* _WHAT YOU ARE ASKED TO DO_: From the text below on penetration testing and IT auditing, list every domain that the CISA certification is said to cover.

* _STUDY TEXT_:
━━━━━━━━
Penetration Testers and White Hat Hackers work together. In fact, they share the same goals. Pen testing is one of the many tools in an Ethical Hackers crucial set.
Penetration Testing pokes at vulnerabilities like a hacker. Their techniques find which areas of a network have holes. They do this to identify methods and windows of entry a hacker could exploit. That way an organization knows where and how they need to address weak spots. A Pen Tester also looks for passive threats like security practice and policy flaws.
An IT Auditor works like a detective. They discover and investigate issues in computer systems. This job starts with CISA certification. That’s because it’s specific to IT auditing. It delves IT security, auditing, and risk management. Notice that none of these domains fixes the problems. IT Auditing is about assessment.
This work identifies challenges and determines their impact. They don’t resolve the issue. So, a keen eye for evaluation is an important part of this career. Auditors report these detailed observations with careful consideration. In fact, this report is the crux of their work. Get ready to keep detailed records in an IT Auditor career.
━━━━━━━━
* _PROVIDED DATA_:
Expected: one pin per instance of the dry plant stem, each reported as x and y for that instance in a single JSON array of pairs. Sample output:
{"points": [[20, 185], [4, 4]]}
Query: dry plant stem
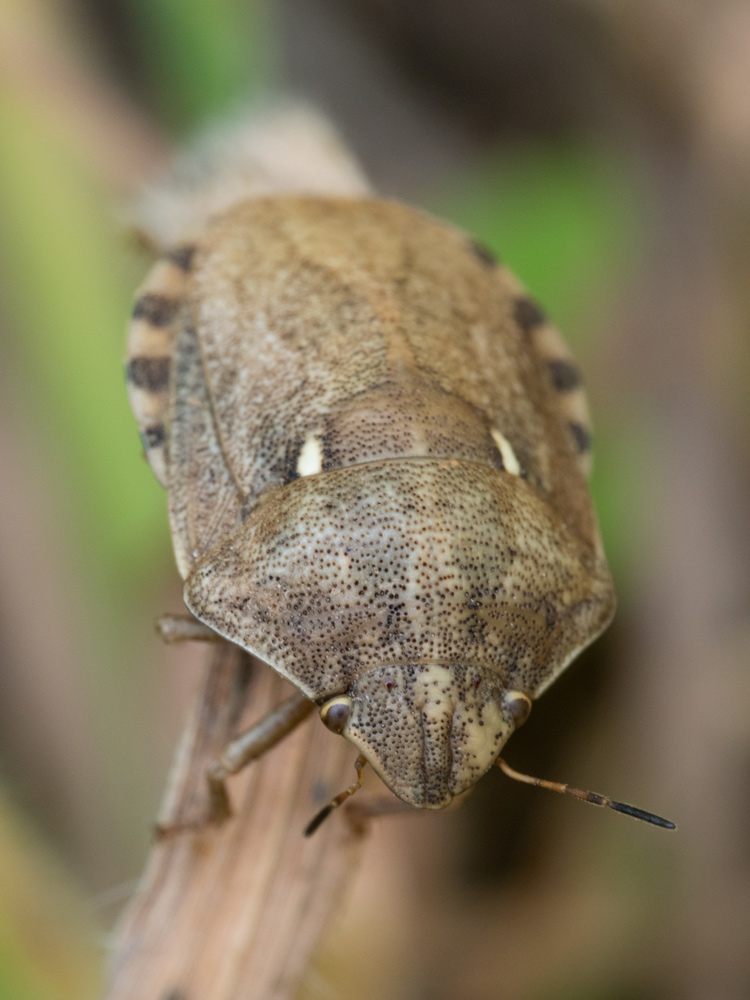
{"points": [[234, 912]]}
━━━━━━━━
* _PROBLEM SOLUTION_: IT security, auditing, and risk management